### Trecho para leitura
As máquinas desejantes III
Assim, para compreender esse conceito de “máquina desejante”, é
necessário inseri-lo no campo social que faz parte da história, e para tanto, é
imprescindível abandonar todos os pressupostos adquiridos por meio das teses
científicas e/ou filosóficas mais clássicas e do senso comum ou do bom-senso.
Esse conceito será utilizado para subvertê-los, principalmente no que se refere
à tão confusa relação entre homem e natureza, natureza e máquina, assim como à
necessidade de sujeitos e de objetos específicos e determinantes para seu
funcionamento.
Por máquinas, costuma-se entender que se trata de algo não natural e
que não possui subjetividade – esses os dois principais aspectos que distinguem
as máquinas da natureza e dos seres humanos. Para Deleuze/Guattari, no entanto,
o termo funciona justamente para unificar todas essas categorias – homem,
natureza e máquina – em uma única definição. O humano, o natural e o maquínico
seriam a mesma coisa, na medida em que todos são processos de produção
molecular. Daí Gualandi ter razão ao atribuir um monismo à filosofia deleuziana.[1]
O homem, a natureza e o maquínico fazem parte de uma mesma natureza
desejante, na medida em que todos são processos de produção molecular. O
esquizofrênico se coloca aquém da distinção homem-natureza; não existem as
marcações que distinguem homem-natureza. “Há, por todo lado, máquinas
produtoras, ou desejantes, máquinas esquizofrênicas, toda a vida genérica: eu e
não eu, exterior e interior, já nada querem dizer.”[2]
É que o maquínico sempre esteve ligado ao terceiro reino, nem humano
nem natural, mas apenas técnico. O objetivo do Anti-Édipo é sustentar a
tese de que o ser em si mesmo é a-subjetivo e não natural, é anônimo e
artificial, ao mesmo tempo em que a reflexão ontológica passa a fundamentar-se
no acontecimento, no movimento e no processo, e não na coisa ou na essência.
Entretanto, não se pode pensar que a expressão “tudo é máquina” queira
dizer que tudo seja a mesma coisa. Tudo é o mesmo no sentido ontológico, não há
diferença alguma de natureza entre as coisas, assim como não há outra realidade
além desta. É assim que o tema da imanência se insere. Como define Deleuze em
seu último texto:
A imanência absoluta é nela mesma: ela não
está em alguma coisa, dentro de alguma coisa, ela não depende de um objeto, nem
pertence a um sujeito. Em Espinosa, a imanência não está na substância, mas a
substância e os modos estão na imanência.[3]
Já vimos que o inconsciente concebido como plano de imanência é povoado
por máquinas que ignoram qualquer tentativa de hierarquização entre si.

Entradas de dados:
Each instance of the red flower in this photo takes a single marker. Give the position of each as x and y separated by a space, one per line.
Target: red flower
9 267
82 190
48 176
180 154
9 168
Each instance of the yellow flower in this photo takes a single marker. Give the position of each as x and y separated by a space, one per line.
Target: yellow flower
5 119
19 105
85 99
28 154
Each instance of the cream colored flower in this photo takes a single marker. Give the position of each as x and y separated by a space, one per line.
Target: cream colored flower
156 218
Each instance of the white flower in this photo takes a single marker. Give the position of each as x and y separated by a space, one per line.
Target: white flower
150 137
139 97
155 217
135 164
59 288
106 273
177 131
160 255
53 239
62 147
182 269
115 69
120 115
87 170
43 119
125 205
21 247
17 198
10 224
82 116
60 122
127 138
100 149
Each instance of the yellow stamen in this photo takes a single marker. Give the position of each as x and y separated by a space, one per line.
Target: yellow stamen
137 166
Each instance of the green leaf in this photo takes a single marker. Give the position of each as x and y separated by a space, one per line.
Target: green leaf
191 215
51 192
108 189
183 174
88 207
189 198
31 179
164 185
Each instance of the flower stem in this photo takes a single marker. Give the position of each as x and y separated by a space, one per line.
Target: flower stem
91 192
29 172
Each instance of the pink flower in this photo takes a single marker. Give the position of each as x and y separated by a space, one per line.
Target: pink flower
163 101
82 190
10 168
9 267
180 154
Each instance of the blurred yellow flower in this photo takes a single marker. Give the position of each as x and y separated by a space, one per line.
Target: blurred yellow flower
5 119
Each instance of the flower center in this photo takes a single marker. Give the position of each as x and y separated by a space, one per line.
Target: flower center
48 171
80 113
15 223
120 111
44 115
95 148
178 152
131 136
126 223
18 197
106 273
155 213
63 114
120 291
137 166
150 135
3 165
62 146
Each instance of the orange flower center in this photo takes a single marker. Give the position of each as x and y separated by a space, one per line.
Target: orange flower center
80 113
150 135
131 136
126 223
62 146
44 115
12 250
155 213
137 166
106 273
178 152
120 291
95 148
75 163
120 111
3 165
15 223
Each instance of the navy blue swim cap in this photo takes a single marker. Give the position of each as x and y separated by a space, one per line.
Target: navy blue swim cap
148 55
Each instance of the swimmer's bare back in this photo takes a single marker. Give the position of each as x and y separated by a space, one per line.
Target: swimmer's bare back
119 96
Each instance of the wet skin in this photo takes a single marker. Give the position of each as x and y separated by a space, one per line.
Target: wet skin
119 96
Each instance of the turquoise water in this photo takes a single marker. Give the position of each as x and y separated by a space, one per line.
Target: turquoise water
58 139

### Enunciado A
Reescreva em forma de lista o parágrafo do trecho sobre as máquinas desejantes que começa com "Por máquinas, costuma-se entender", mantendo suas informações principais.
### Enunciado B
Reproduza sem nenhuma alteração tudo o que está nos registros desde a linha que contém "Each instance of the flower center" até o fim dos registros, incluindo essas duas extremidades.
O texto e os registros não têm nenhuma relação entre si.

### Resposta comentada A
- Em geral, entende-se por máquina algo não natural e sem subjetividade. São esses os dois aspectos que a distinguem da natureza e dos seres humanos.
- Para Deleuze/Guattari, ao contrário, o termo serve para unificar homem, natureza e máquina em uma única definição.
- O humano, o natural e o maquínico seriam a mesma coisa, pois todos são processos de produção molecular.
- Por isso Gualandi tem razão ao atribuir um monismo à filosofia deleuziana.

### Resposta comentada B
Each instance of the flower center in this photo takes a single marker. Give the position of each as x and y separated by a space, one per line.
Target: flower center
48 171
80 113
15 223
120 111
44 115
95 148
178 152
131 136
126 223
18 197
106 273
155 213
63 114
120 291
137 166
150 135
3 165
62 146
Each instance of the orange flower center in this photo takes a single marker. Give the position of each as x and y separated by a space, one per line.
Target: orange flower center
80 113
150 135
131 136
126 223
62 146
44 115
12 250
155 213
137 166
106 273
178 152
120 291
95 148
75 163
120 111
3 165
15 223
Each instance of the navy blue swim cap in this photo takes a single marker. Give the position of each as x and y separated by a space, one per line.
Target: navy blue swim cap
148 55
Each instance of the swimmer's bare back in this photo takes a single marker. Give the position of each as x and y separated by a space, one per line.
Target: swimmer's bare back
119 96
Each instance of the wet skin in this photo takes a single marker. Give the position of each as x and y separated by a space, one per line.
Target: wet skin
119 96
Each instance of the turquoise water in this photo takes a single marker. Give the position of each as x and y separated by a space, one per line.
Target: turquoise water
58 139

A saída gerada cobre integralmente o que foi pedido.